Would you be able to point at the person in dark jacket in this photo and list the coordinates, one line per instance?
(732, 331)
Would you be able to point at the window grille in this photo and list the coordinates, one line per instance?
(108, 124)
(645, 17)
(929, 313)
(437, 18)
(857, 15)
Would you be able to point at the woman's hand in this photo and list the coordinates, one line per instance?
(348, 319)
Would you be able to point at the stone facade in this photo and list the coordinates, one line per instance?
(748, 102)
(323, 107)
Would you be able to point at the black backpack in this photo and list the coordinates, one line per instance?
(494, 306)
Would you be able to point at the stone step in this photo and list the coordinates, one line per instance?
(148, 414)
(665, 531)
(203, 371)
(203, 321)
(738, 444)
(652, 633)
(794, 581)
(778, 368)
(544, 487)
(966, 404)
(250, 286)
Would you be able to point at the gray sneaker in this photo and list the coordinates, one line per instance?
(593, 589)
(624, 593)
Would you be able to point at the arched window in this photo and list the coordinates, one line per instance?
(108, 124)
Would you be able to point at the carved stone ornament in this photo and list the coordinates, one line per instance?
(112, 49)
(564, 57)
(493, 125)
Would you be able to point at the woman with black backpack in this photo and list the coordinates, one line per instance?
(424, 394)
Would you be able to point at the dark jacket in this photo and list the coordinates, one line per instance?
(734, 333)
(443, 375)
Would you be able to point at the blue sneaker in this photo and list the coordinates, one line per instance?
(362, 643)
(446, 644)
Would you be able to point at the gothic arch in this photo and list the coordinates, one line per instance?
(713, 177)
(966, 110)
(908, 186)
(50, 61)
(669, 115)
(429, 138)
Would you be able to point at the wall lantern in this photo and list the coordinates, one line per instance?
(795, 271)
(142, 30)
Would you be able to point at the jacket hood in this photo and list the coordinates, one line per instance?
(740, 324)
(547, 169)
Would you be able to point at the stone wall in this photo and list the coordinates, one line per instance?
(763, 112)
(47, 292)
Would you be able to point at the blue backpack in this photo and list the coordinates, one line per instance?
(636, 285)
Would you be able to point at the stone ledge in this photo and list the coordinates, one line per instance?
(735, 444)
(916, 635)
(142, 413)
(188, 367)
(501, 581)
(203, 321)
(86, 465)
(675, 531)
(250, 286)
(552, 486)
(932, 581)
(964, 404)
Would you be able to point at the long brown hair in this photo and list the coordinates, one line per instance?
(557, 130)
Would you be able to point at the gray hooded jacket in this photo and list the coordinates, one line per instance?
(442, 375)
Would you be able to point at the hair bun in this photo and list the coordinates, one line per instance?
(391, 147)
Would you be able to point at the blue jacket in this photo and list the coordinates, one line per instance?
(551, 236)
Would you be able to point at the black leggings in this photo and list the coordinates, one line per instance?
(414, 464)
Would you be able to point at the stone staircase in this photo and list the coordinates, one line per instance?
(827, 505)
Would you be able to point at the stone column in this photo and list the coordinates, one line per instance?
* * *
YOUR GOAL
Begin at the line of the records that has "Would you be able to point at the stone staircase" and stop after the final line of the records. Rewrite every line in that span, multiplying each coordinate value by 1.45 and rounding it to a whole number, with halves rounded up.

RESULT OF THIS EXERCISE
Would you be able to point at the stone staircase in this photo and list the coordinates, one line per instance?
(1199, 732)
Would you be able to point at the stone column in this photo and list the coordinates, one line per instance?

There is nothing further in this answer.